__ACTION ITEM__:
Report how many lines in the entries below have the word "woman" in them, and give no other words.

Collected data
----
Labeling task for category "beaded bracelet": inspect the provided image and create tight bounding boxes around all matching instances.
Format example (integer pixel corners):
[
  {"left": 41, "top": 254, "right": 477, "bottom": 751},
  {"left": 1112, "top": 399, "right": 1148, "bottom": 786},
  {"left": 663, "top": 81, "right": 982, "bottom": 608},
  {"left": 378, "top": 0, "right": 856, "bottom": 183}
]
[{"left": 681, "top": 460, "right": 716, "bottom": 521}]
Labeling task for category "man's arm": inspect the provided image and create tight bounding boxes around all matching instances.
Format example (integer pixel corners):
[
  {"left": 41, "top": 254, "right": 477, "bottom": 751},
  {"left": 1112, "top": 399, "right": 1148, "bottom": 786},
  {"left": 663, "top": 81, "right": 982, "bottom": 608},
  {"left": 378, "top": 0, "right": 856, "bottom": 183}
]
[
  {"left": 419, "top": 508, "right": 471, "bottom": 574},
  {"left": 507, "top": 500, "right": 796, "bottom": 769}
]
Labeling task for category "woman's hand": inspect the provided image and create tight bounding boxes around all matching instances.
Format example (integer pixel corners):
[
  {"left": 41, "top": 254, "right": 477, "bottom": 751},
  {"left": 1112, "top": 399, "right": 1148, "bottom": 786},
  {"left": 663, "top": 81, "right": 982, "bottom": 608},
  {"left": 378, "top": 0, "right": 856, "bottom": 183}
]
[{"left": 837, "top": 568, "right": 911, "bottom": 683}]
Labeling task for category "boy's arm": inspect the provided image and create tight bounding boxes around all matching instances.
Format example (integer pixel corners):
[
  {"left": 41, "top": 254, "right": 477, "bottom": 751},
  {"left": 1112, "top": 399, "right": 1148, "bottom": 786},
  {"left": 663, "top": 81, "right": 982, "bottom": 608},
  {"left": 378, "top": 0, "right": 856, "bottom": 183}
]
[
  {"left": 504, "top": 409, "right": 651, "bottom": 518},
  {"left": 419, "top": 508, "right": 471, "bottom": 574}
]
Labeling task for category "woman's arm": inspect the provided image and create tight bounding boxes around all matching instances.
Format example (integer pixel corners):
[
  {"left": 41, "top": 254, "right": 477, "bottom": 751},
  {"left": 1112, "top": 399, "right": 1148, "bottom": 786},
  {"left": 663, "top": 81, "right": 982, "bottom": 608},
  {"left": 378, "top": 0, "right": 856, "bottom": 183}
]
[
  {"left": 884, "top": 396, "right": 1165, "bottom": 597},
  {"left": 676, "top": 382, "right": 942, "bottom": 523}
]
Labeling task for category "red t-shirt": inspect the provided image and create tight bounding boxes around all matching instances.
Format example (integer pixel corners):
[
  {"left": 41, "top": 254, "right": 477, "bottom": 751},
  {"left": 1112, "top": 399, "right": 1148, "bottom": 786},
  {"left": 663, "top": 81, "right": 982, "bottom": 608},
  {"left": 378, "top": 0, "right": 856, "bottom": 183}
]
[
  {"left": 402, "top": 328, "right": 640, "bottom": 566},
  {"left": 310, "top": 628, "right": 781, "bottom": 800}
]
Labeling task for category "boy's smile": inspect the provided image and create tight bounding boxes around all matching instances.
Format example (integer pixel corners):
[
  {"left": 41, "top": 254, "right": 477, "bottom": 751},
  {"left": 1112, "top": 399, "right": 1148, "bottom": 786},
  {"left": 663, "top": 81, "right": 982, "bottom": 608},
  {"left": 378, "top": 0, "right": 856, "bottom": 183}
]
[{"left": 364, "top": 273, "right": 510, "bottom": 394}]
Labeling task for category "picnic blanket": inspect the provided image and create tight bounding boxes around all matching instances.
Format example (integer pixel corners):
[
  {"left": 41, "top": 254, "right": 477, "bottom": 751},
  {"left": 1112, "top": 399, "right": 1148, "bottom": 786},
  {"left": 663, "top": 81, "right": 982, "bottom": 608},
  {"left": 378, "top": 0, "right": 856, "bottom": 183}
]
----
__OUTPUT FOR THIS TASK__:
2